(Some records)
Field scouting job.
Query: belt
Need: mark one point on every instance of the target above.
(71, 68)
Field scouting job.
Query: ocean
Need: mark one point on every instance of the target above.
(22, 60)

[DIRECTIONS FOR THIS TASK]: Please copy out all the entries above, replacing "target" with "item" and keeping everything else the same.

[ANSWER TO THIS PROBLEM]:
Field scouting job.
Query: belt
Need: mark one point on every instance of the item above.
(71, 68)
Field scouting job.
Query: ocean
Need: mark one point on every instance of the item above.
(22, 60)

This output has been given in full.